EXERCISE PROMPT:
With pictures omitted, output the records below exactly as they appear.

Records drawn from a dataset
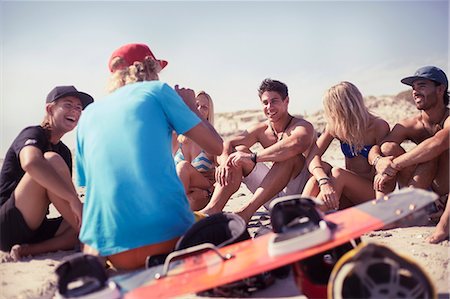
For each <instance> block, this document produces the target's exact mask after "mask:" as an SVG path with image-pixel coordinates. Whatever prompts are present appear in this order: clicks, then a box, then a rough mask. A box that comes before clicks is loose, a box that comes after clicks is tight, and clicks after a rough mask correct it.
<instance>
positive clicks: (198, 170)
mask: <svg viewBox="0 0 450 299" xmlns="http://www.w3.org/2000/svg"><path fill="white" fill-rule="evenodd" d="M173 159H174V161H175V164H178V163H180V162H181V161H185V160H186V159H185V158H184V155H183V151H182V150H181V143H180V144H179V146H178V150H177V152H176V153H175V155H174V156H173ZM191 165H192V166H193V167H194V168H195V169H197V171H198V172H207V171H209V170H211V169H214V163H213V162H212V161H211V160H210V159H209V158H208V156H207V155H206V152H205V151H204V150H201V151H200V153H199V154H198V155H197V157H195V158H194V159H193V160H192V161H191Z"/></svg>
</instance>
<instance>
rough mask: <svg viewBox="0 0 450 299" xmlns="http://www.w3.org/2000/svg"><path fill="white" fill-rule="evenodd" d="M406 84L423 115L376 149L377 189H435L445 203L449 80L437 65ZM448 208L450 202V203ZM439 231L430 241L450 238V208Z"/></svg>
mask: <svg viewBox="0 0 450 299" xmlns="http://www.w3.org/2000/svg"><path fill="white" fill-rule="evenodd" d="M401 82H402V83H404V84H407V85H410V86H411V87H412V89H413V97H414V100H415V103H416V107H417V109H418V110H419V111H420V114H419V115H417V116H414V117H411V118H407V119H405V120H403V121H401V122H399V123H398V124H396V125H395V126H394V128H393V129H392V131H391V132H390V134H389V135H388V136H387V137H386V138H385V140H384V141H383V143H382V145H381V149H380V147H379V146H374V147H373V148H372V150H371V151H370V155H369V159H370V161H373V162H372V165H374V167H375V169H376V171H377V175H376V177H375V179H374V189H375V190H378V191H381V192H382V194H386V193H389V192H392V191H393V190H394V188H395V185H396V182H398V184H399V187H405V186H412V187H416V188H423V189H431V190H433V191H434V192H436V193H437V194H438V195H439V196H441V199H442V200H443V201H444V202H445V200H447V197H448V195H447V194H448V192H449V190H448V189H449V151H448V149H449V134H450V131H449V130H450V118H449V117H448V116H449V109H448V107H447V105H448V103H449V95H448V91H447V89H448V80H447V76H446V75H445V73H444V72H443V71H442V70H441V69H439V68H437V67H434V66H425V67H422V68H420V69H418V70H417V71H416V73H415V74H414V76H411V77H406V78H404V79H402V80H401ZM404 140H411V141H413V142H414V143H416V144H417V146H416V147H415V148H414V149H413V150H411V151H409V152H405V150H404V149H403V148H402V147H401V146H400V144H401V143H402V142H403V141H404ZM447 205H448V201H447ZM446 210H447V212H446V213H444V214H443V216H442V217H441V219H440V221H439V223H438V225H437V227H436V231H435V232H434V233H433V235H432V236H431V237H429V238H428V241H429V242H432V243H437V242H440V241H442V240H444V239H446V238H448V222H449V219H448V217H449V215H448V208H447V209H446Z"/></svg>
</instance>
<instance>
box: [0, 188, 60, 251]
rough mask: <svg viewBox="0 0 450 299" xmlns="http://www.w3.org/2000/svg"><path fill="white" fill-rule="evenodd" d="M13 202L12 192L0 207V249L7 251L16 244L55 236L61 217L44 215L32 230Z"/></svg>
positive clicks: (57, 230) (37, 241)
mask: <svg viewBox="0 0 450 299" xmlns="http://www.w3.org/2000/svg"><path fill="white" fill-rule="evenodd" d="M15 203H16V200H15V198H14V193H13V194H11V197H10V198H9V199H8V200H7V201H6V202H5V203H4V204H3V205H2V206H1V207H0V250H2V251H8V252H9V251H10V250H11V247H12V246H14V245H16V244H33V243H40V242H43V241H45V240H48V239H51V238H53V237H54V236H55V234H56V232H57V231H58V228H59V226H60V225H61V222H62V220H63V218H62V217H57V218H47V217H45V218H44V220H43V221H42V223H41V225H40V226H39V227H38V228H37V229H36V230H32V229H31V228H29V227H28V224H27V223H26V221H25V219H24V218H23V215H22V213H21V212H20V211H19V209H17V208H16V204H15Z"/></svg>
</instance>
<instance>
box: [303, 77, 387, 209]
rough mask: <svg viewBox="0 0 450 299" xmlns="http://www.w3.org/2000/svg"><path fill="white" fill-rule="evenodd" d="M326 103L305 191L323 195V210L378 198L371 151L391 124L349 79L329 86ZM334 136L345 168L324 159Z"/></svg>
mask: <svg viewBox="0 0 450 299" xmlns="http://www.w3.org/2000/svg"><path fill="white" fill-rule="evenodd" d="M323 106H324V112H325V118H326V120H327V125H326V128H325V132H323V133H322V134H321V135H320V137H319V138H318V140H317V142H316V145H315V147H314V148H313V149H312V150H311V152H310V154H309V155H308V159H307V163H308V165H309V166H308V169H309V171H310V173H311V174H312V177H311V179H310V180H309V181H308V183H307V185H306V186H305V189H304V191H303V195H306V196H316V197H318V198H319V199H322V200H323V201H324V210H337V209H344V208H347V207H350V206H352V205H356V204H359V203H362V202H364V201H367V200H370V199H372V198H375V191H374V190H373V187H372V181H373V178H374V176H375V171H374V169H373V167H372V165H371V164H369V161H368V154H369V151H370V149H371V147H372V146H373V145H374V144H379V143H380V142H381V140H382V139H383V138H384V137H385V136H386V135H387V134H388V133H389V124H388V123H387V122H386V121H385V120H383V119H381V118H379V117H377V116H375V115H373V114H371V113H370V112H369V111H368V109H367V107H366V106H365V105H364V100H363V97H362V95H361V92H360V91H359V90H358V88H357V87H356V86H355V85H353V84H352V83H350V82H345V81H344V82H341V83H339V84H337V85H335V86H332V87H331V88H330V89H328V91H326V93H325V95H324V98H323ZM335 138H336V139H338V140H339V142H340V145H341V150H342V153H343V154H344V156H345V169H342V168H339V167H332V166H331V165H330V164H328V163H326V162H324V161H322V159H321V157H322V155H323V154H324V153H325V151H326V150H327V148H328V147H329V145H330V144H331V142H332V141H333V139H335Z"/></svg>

WRITTEN SOLUTION:
For each <instance> block, this document produces the target's exact mask after "mask:" as an SVG path with image-pixel coordinates. Whatever prompts are present appear in this order: clicks, then a box, then a rough mask. A box that comes before clicks is loose, a box that comes after clicks is tight, and clicks after a rough mask correct it.
<instance>
positive clicks: (198, 170)
mask: <svg viewBox="0 0 450 299" xmlns="http://www.w3.org/2000/svg"><path fill="white" fill-rule="evenodd" d="M173 159H174V161H175V164H178V163H180V162H181V161H185V160H186V159H185V158H184V155H183V151H182V150H181V143H180V144H179V146H178V150H177V152H176V153H175V155H174V156H173ZM191 165H192V166H193V167H194V168H195V169H197V171H198V172H207V171H209V170H211V169H214V163H213V162H212V161H211V160H210V159H209V158H208V156H207V155H206V152H205V151H204V150H201V151H200V153H199V154H198V155H197V157H195V158H194V159H193V160H192V161H191Z"/></svg>
</instance>
<instance>
rough mask: <svg viewBox="0 0 450 299" xmlns="http://www.w3.org/2000/svg"><path fill="white" fill-rule="evenodd" d="M406 84L423 115L376 149L377 189H435L445 203L449 80L437 65ZM448 208L450 202V203ZM439 231L430 241L450 238V208Z"/></svg>
mask: <svg viewBox="0 0 450 299" xmlns="http://www.w3.org/2000/svg"><path fill="white" fill-rule="evenodd" d="M401 82H402V83H404V84H407V85H410V86H411V87H412V89H413V97H414V100H415V103H416V107H417V109H418V110H419V111H420V114H419V115H417V116H414V117H411V118H407V119H405V120H403V121H401V122H399V123H398V124H396V125H395V126H394V128H393V129H392V131H391V132H390V134H389V135H388V136H387V137H386V138H385V140H384V141H383V143H382V145H381V149H380V147H379V146H374V147H373V148H372V150H371V151H370V155H369V159H370V161H373V162H372V165H374V167H375V169H376V171H377V175H376V177H375V179H374V189H375V190H378V191H381V192H382V194H386V193H389V192H392V191H393V190H394V188H395V185H396V182H398V184H399V187H405V186H412V187H416V188H423V189H431V190H433V191H434V192H436V193H437V194H438V195H439V196H441V199H442V200H443V201H444V202H445V200H447V197H448V195H447V194H448V192H449V190H448V189H449V151H448V149H449V134H450V131H449V130H450V118H449V117H448V116H449V109H448V107H447V105H448V103H449V95H448V91H447V89H448V80H447V76H446V75H445V73H444V72H443V71H442V70H441V69H439V68H437V67H434V66H425V67H422V68H420V69H418V70H417V71H416V73H415V74H414V76H411V77H406V78H404V79H402V80H401ZM404 140H411V141H413V142H414V143H416V144H417V146H416V147H415V148H414V149H413V150H411V151H409V152H405V150H404V149H403V148H402V147H401V146H400V144H401V143H402V142H403V141H404ZM447 205H448V201H447ZM446 210H447V212H446V213H444V214H443V216H442V217H441V219H440V221H439V223H438V225H437V227H436V231H435V232H434V233H433V235H432V236H431V237H429V238H428V241H429V242H432V243H437V242H440V241H442V240H444V239H446V238H448V222H449V219H448V217H449V215H448V208H447V209H446Z"/></svg>
</instance>
<instance>
box: [0, 188, 60, 251]
rough mask: <svg viewBox="0 0 450 299" xmlns="http://www.w3.org/2000/svg"><path fill="white" fill-rule="evenodd" d="M13 202L12 192L0 207V249L7 251L16 244L55 236L61 217L44 215L32 230Z"/></svg>
positive clicks: (57, 230) (37, 241)
mask: <svg viewBox="0 0 450 299" xmlns="http://www.w3.org/2000/svg"><path fill="white" fill-rule="evenodd" d="M15 203H16V200H15V198H14V193H13V194H11V197H10V198H9V199H8V200H7V201H6V202H5V203H4V204H3V205H2V206H1V207H0V250H2V251H8V252H9V251H10V250H11V247H12V246H14V245H16V244H33V243H40V242H43V241H45V240H48V239H51V238H53V237H54V236H55V234H56V232H57V231H58V228H59V226H60V225H61V222H62V220H63V218H62V217H57V218H47V217H45V218H44V220H43V221H42V223H41V225H40V226H39V227H38V228H37V229H36V230H32V229H31V228H29V227H28V224H27V223H26V221H25V219H24V218H23V215H22V213H21V212H20V211H19V209H17V208H16V204H15Z"/></svg>
</instance>
<instance>
box: [303, 77, 387, 209]
rough mask: <svg viewBox="0 0 450 299" xmlns="http://www.w3.org/2000/svg"><path fill="white" fill-rule="evenodd" d="M326 103L305 191L323 195V210L378 198L371 151L391 124L349 79L329 86ZM334 136L345 168L324 159Z"/></svg>
mask: <svg viewBox="0 0 450 299" xmlns="http://www.w3.org/2000/svg"><path fill="white" fill-rule="evenodd" d="M323 106H324V112H325V118H326V120H327V125H326V128H325V132H323V133H322V134H321V135H320V137H319V138H318V140H317V142H316V145H315V147H314V148H313V149H312V150H311V152H310V154H309V155H308V159H307V163H308V165H309V166H308V169H309V171H310V173H311V174H312V177H311V179H310V180H309V181H308V183H307V185H306V186H305V189H304V191H303V195H306V196H316V197H318V198H319V199H322V200H323V201H324V210H337V209H344V208H347V207H350V206H352V205H356V204H359V203H362V202H364V201H367V200H370V199H372V198H375V191H374V190H373V187H372V181H373V178H374V176H375V171H374V169H373V167H372V165H371V164H369V161H368V154H369V151H370V149H371V147H372V146H373V145H374V144H379V143H380V142H381V140H382V139H383V138H384V137H385V136H386V135H387V134H388V133H389V124H388V123H387V122H386V121H385V120H383V119H381V118H379V117H377V116H375V115H373V114H371V113H370V112H369V111H368V109H367V107H366V106H365V105H364V100H363V97H362V95H361V92H360V91H359V90H358V88H357V87H356V86H355V85H353V84H352V83H350V82H345V81H344V82H341V83H339V84H337V85H335V86H332V87H331V88H330V89H328V91H326V93H325V95H324V98H323ZM335 138H336V139H338V140H339V142H340V145H341V150H342V153H343V154H344V156H345V169H342V168H339V167H332V166H331V165H330V164H328V163H326V162H324V161H322V159H321V157H322V155H323V154H324V153H325V151H326V150H327V148H328V147H329V145H330V144H331V142H332V141H333V139H335Z"/></svg>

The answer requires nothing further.